§ **WHAT THE TASK ASKS**
Please rewrite the blog excerpt below from "Flashback to 2020: I" to "a tramadol haze.", renaming "procedure" as "treatment" throughout.

People think that having an abortion is an easy as “yes or no” but no one talks about the guilt, the shame and the regret you slip in and out of feeling throughout the whole time and for years afterwards too.
Fast forward to today: I am currently on my period, which is what prompted me to write this. I wanted to share that yesterday I cried. Today, when I sat on the toilet watching the blood trickle down from my crotch into the water below, I looked at the viscous red stains floating below me, each drop as thick as the last, and I noticed that tears were falling from my eyes with the same density. I was crying again. I realised that I wasn’t crying because I was in pain or that where I was right then was an awful situation, I was just remembering a time that had passed that was difficult. Yet still, I was the same person sat on the same toilet watching the same process of menstrual passing. I had been shedding this blood for years but it always felt thicker after I had the abortions, not because it was, but because the emotion I had attached to it was heavier. I let myself sit there and watch and cry for a while longer and then I got up and continued on with my day.
Flashback to 2020: I decided to have the termination 4 weeks later. I went with the same process that I had before which was the home abortion option where you insert the pills into your vagina yourself, what with it being lockdown, they encouraged people to do this. I can’t write the details of the procedure because it is too painful but if you read my first blogpost about the process, you’ll know that it went wrong and I had to be rushed into hospital. The same complications occurred the second time except I was told I couldn’t come into the hospital because of covid, I had to stay home and be observed by Matt who was informed of what to do over the phone. What I can tell you is that I was in severe, extensive pain. The hospital sent stronger painkillers to my home which arrived the next day and after that I spent the rest of the procedure floating in a tramadol haze.

[Collected data]
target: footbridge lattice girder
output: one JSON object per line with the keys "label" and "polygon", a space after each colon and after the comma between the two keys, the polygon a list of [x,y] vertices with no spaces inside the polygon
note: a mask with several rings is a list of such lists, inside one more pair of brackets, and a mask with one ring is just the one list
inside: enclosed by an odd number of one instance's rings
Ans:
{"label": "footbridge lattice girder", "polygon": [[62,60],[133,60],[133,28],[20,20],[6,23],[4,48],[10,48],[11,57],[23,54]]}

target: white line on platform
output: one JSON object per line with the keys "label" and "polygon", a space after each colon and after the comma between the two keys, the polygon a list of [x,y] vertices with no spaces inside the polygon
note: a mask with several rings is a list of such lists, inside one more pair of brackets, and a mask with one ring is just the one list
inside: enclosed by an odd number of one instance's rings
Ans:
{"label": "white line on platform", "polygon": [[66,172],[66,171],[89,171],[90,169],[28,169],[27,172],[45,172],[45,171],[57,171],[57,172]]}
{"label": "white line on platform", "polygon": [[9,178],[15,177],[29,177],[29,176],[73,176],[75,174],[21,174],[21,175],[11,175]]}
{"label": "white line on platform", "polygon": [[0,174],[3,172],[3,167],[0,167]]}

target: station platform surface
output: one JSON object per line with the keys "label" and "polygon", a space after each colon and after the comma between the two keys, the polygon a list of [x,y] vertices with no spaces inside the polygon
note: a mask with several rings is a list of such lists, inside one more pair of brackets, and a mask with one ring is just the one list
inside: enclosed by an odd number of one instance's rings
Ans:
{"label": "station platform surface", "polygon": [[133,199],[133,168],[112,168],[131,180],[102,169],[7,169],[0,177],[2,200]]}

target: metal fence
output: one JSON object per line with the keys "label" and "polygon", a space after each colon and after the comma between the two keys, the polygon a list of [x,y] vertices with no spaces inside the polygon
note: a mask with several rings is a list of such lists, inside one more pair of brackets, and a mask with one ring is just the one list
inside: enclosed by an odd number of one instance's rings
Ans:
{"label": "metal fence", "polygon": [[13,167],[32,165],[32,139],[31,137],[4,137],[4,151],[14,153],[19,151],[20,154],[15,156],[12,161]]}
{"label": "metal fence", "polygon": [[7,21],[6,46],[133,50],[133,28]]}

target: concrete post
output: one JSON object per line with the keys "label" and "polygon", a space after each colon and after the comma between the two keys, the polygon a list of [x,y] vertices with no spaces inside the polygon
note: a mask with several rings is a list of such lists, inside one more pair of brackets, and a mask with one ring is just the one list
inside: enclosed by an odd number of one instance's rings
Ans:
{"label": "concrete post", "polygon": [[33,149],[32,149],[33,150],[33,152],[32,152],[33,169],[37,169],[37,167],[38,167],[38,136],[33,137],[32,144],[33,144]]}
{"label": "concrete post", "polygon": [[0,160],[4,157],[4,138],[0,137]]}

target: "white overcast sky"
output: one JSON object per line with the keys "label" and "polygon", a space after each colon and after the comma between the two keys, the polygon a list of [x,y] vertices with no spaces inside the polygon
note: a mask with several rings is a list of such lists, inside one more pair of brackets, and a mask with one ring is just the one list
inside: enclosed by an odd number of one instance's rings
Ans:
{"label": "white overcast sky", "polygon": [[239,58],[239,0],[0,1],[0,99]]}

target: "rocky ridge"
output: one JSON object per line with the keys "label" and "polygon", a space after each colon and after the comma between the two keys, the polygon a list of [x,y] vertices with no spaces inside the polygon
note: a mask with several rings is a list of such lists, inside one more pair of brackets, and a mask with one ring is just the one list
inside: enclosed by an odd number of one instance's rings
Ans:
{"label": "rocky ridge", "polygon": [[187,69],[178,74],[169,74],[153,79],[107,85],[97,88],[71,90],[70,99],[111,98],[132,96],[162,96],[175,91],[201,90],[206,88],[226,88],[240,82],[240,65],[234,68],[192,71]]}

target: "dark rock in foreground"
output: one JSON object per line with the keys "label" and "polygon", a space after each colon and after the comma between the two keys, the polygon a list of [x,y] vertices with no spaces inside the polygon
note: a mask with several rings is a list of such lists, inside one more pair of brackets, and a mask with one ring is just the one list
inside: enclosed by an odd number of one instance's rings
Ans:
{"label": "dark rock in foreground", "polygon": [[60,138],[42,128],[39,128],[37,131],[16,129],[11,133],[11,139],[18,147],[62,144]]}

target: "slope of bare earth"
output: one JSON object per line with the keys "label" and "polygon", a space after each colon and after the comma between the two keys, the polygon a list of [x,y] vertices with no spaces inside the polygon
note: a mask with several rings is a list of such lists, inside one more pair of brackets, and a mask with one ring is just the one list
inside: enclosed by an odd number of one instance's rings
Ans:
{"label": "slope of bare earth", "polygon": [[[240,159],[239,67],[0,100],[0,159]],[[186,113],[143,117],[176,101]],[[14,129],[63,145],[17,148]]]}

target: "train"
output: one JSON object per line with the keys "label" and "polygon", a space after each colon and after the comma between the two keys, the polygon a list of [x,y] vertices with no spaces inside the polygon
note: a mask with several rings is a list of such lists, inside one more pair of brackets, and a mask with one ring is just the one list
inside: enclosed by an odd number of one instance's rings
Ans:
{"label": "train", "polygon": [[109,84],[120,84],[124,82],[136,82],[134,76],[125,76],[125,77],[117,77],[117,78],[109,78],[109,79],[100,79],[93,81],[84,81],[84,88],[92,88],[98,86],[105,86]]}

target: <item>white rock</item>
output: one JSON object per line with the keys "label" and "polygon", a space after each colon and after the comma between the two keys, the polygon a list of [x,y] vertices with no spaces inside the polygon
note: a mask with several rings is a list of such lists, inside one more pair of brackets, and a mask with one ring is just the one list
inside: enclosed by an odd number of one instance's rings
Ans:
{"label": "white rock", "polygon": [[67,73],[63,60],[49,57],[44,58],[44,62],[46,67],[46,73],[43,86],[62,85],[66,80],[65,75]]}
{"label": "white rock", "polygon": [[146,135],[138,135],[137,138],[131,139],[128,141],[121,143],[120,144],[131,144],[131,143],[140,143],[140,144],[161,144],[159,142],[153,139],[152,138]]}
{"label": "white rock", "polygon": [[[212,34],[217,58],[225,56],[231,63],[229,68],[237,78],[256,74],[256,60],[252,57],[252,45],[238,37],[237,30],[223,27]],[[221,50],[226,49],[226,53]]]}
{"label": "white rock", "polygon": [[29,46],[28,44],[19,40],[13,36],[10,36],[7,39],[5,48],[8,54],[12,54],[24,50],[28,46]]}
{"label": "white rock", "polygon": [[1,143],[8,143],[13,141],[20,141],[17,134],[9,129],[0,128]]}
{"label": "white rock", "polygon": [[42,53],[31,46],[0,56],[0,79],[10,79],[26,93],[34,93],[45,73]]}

§ **EXPECTED OUTPUT**
Flashback to 2020: I decided to have the termination 4 weeks later. I went with the same process that I had before which was the home abortion option where you insert the pills into your vagina yourself, what with it being lockdown, they encouraged people to do this. I can’t write the details of the treatment because it is too painful but if you read my first blogpost about the process, you’ll know that it went wrong and I had to be rushed into hospital. The same complications occurred the second time except I was told I couldn’t come into the hospital because of covid, I had to stay home and be observed by Matt who was informed of what to do over the phone. What I can tell you is that I was in severe, extensive pain. The hospital sent stronger painkillers to my home which arrived the next day and after that I spent the rest of the treatment floating in a tramadol haze.